Object position labeling entries
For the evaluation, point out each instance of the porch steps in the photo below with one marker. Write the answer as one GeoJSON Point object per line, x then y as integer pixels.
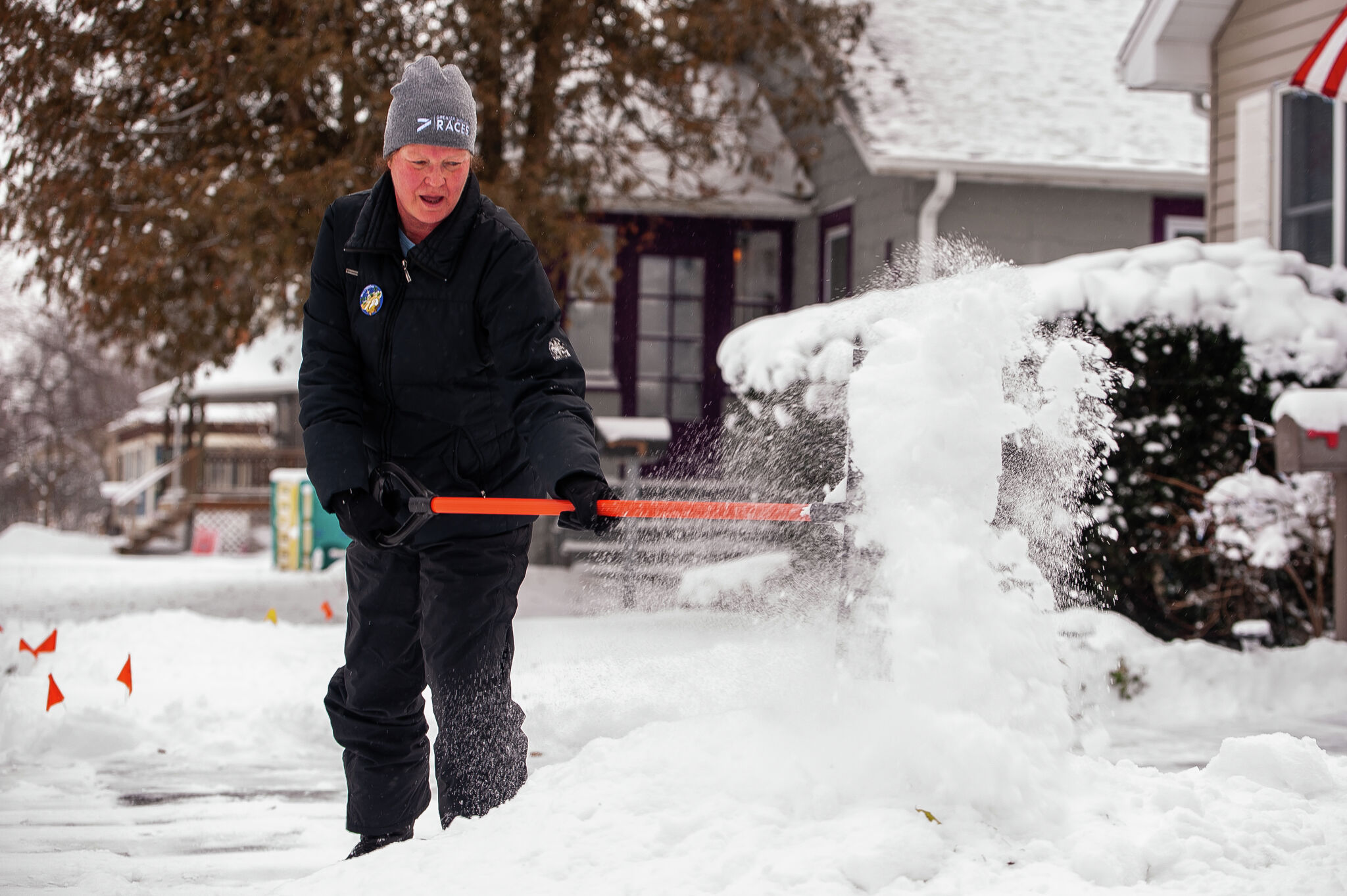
{"type": "Point", "coordinates": [166, 517]}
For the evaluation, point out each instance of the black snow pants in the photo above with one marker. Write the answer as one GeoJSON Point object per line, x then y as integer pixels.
{"type": "Point", "coordinates": [441, 617]}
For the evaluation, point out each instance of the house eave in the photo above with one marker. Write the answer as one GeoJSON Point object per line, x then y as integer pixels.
{"type": "Point", "coordinates": [1009, 172]}
{"type": "Point", "coordinates": [1014, 172]}
{"type": "Point", "coordinates": [1169, 45]}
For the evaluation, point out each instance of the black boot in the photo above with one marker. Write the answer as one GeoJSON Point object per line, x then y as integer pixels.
{"type": "Point", "coordinates": [370, 844]}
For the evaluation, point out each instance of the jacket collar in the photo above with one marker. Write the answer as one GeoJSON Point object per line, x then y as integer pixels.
{"type": "Point", "coordinates": [376, 227]}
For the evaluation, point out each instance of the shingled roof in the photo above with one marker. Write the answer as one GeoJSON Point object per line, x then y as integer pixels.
{"type": "Point", "coordinates": [1021, 91]}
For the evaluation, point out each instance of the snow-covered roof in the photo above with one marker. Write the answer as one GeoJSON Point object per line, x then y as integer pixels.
{"type": "Point", "coordinates": [217, 412]}
{"type": "Point", "coordinates": [1169, 45]}
{"type": "Point", "coordinates": [266, 367]}
{"type": "Point", "coordinates": [1019, 91]}
{"type": "Point", "coordinates": [636, 178]}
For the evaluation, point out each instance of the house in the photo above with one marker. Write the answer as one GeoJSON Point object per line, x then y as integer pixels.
{"type": "Point", "coordinates": [199, 451]}
{"type": "Point", "coordinates": [1276, 153]}
{"type": "Point", "coordinates": [1004, 120]}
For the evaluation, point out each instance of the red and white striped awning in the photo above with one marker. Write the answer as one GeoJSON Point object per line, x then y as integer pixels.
{"type": "Point", "coordinates": [1323, 69]}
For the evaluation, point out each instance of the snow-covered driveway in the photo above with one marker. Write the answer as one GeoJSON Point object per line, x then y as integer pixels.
{"type": "Point", "coordinates": [697, 748]}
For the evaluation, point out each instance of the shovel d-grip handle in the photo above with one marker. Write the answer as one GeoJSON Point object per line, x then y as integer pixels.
{"type": "Point", "coordinates": [422, 505]}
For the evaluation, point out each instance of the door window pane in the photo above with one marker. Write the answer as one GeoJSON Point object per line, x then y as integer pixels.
{"type": "Point", "coordinates": [686, 401]}
{"type": "Point", "coordinates": [687, 319]}
{"type": "Point", "coordinates": [655, 318]}
{"type": "Point", "coordinates": [671, 329]}
{"type": "Point", "coordinates": [655, 276]}
{"type": "Point", "coordinates": [758, 275]}
{"type": "Point", "coordinates": [687, 360]}
{"type": "Point", "coordinates": [651, 398]}
{"type": "Point", "coordinates": [689, 277]}
{"type": "Point", "coordinates": [837, 248]}
{"type": "Point", "coordinates": [652, 360]}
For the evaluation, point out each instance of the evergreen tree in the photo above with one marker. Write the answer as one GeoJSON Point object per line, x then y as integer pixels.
{"type": "Point", "coordinates": [170, 159]}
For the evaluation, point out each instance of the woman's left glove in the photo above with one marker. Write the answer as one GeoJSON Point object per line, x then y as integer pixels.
{"type": "Point", "coordinates": [585, 492]}
{"type": "Point", "coordinates": [361, 517]}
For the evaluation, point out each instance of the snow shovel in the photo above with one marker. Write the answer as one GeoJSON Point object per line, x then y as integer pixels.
{"type": "Point", "coordinates": [422, 505]}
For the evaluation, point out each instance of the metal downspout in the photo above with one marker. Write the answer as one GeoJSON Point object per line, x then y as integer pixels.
{"type": "Point", "coordinates": [929, 221]}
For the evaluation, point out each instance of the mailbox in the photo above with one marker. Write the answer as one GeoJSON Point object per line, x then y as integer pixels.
{"type": "Point", "coordinates": [1312, 436]}
{"type": "Point", "coordinates": [1303, 450]}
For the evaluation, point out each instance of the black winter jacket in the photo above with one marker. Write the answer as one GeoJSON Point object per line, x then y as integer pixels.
{"type": "Point", "coordinates": [451, 362]}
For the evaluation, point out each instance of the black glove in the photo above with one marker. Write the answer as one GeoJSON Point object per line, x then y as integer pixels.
{"type": "Point", "coordinates": [361, 517]}
{"type": "Point", "coordinates": [585, 492]}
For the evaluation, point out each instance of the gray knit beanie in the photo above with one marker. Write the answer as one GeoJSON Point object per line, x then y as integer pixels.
{"type": "Point", "coordinates": [431, 105]}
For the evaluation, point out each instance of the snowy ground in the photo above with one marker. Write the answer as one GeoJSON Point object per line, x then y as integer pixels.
{"type": "Point", "coordinates": [672, 753]}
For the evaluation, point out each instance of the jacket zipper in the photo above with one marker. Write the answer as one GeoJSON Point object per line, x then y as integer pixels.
{"type": "Point", "coordinates": [387, 366]}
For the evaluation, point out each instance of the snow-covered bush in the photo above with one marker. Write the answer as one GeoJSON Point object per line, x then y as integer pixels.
{"type": "Point", "coordinates": [1264, 525]}
{"type": "Point", "coordinates": [1212, 334]}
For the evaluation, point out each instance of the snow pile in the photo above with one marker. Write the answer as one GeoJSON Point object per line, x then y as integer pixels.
{"type": "Point", "coordinates": [1277, 303]}
{"type": "Point", "coordinates": [32, 540]}
{"type": "Point", "coordinates": [1323, 410]}
{"type": "Point", "coordinates": [733, 580]}
{"type": "Point", "coordinates": [204, 690]}
{"type": "Point", "coordinates": [951, 761]}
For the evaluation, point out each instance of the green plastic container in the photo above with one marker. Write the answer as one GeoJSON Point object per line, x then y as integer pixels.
{"type": "Point", "coordinates": [303, 534]}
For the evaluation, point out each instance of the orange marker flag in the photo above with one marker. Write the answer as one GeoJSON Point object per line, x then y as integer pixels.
{"type": "Point", "coordinates": [124, 676]}
{"type": "Point", "coordinates": [47, 646]}
{"type": "Point", "coordinates": [54, 695]}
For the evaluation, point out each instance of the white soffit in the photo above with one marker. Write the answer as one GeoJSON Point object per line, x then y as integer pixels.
{"type": "Point", "coordinates": [1169, 45]}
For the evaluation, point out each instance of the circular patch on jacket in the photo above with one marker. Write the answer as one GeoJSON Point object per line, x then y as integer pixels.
{"type": "Point", "coordinates": [371, 299]}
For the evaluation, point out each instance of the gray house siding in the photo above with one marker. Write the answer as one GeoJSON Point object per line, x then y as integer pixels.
{"type": "Point", "coordinates": [1021, 222]}
{"type": "Point", "coordinates": [1031, 224]}
{"type": "Point", "coordinates": [1261, 45]}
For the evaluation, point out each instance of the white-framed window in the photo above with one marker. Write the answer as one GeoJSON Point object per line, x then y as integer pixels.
{"type": "Point", "coordinates": [670, 334]}
{"type": "Point", "coordinates": [1308, 178]}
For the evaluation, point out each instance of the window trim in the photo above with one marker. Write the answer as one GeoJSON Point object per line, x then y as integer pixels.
{"type": "Point", "coordinates": [1339, 163]}
{"type": "Point", "coordinates": [830, 224]}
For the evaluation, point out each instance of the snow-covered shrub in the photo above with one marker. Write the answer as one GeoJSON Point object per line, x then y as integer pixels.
{"type": "Point", "coordinates": [1261, 524]}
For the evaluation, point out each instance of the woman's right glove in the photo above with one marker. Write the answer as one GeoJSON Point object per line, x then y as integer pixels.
{"type": "Point", "coordinates": [585, 492]}
{"type": "Point", "coordinates": [361, 517]}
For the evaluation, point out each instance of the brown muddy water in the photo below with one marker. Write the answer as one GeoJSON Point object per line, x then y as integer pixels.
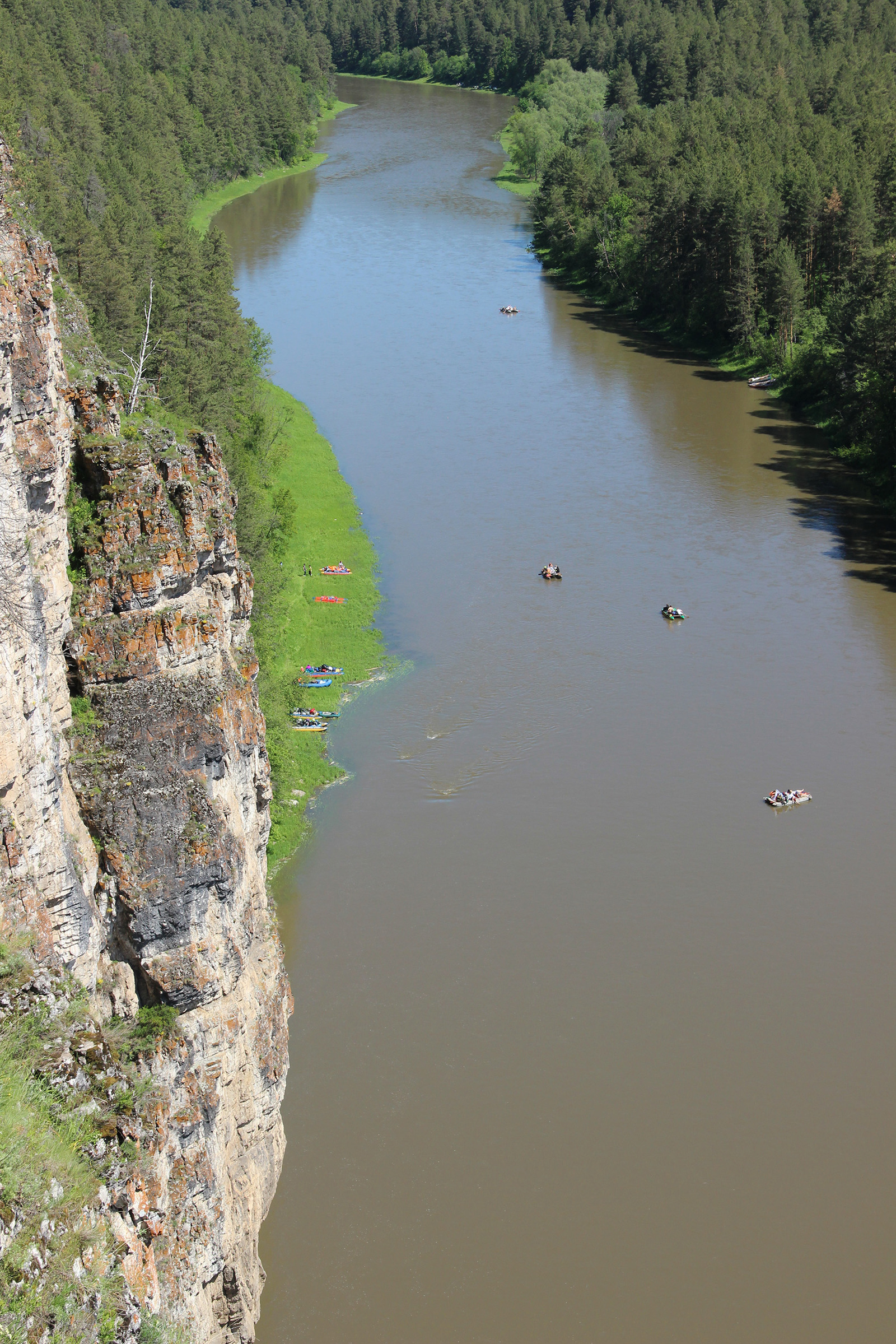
{"type": "Point", "coordinates": [589, 1043]}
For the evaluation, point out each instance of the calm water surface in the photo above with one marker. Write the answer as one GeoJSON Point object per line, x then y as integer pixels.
{"type": "Point", "coordinates": [589, 1045]}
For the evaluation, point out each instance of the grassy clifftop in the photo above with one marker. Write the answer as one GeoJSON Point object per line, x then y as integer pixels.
{"type": "Point", "coordinates": [292, 629]}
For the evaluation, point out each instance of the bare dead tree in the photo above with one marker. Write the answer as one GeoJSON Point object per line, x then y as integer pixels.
{"type": "Point", "coordinates": [137, 365]}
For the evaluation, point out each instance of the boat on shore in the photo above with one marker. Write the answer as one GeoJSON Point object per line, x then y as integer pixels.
{"type": "Point", "coordinates": [787, 797]}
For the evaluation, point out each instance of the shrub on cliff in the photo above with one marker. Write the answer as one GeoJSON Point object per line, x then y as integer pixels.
{"type": "Point", "coordinates": [153, 1023]}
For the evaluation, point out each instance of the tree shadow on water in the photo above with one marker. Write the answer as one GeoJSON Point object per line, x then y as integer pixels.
{"type": "Point", "coordinates": [832, 499]}
{"type": "Point", "coordinates": [632, 336]}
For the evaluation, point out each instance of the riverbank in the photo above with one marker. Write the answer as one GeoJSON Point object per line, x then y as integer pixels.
{"type": "Point", "coordinates": [508, 176]}
{"type": "Point", "coordinates": [291, 629]}
{"type": "Point", "coordinates": [207, 206]}
{"type": "Point", "coordinates": [298, 631]}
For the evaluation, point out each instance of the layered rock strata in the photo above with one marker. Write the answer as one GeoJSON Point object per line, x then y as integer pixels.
{"type": "Point", "coordinates": [135, 838]}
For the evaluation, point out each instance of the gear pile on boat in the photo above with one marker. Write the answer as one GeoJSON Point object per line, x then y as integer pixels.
{"type": "Point", "coordinates": [787, 797]}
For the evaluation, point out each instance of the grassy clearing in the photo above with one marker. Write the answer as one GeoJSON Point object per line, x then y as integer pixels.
{"type": "Point", "coordinates": [296, 631]}
{"type": "Point", "coordinates": [508, 176]}
{"type": "Point", "coordinates": [207, 206]}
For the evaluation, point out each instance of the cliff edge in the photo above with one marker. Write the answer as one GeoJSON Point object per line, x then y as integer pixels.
{"type": "Point", "coordinates": [135, 835]}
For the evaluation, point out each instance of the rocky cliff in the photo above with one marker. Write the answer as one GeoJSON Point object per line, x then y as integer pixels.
{"type": "Point", "coordinates": [135, 836]}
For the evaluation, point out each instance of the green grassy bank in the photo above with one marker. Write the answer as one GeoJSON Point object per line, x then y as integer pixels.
{"type": "Point", "coordinates": [207, 206]}
{"type": "Point", "coordinates": [508, 176]}
{"type": "Point", "coordinates": [292, 629]}
{"type": "Point", "coordinates": [289, 627]}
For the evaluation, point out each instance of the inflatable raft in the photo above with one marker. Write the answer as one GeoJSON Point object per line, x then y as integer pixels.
{"type": "Point", "coordinates": [786, 797]}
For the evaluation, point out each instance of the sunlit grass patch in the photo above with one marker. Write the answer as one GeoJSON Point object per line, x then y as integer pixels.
{"type": "Point", "coordinates": [292, 629]}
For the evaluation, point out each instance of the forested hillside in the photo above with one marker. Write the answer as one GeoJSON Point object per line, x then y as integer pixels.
{"type": "Point", "coordinates": [117, 115]}
{"type": "Point", "coordinates": [119, 112]}
{"type": "Point", "coordinates": [739, 184]}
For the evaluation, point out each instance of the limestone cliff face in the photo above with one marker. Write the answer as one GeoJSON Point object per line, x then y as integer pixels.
{"type": "Point", "coordinates": [135, 839]}
{"type": "Point", "coordinates": [49, 862]}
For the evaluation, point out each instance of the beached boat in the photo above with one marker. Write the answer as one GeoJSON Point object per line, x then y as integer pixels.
{"type": "Point", "coordinates": [787, 797]}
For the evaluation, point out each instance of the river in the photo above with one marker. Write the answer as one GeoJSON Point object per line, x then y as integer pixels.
{"type": "Point", "coordinates": [589, 1045]}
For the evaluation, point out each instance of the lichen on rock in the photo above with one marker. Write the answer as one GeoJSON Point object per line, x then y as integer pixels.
{"type": "Point", "coordinates": [135, 835]}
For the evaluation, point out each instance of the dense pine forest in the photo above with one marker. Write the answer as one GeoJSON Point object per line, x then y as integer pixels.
{"type": "Point", "coordinates": [117, 116]}
{"type": "Point", "coordinates": [723, 167]}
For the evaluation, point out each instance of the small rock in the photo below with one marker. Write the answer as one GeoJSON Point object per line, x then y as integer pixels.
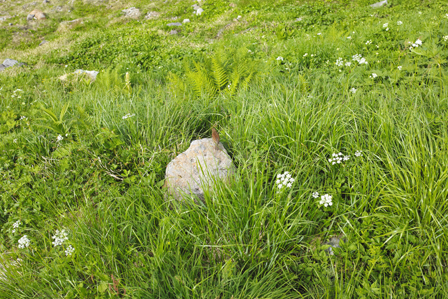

*OBJECTIVE*. How many lines in the entries above contain the string "patch"? Case counts, so reply with the number alone.

*COMPLETED TASK*. 2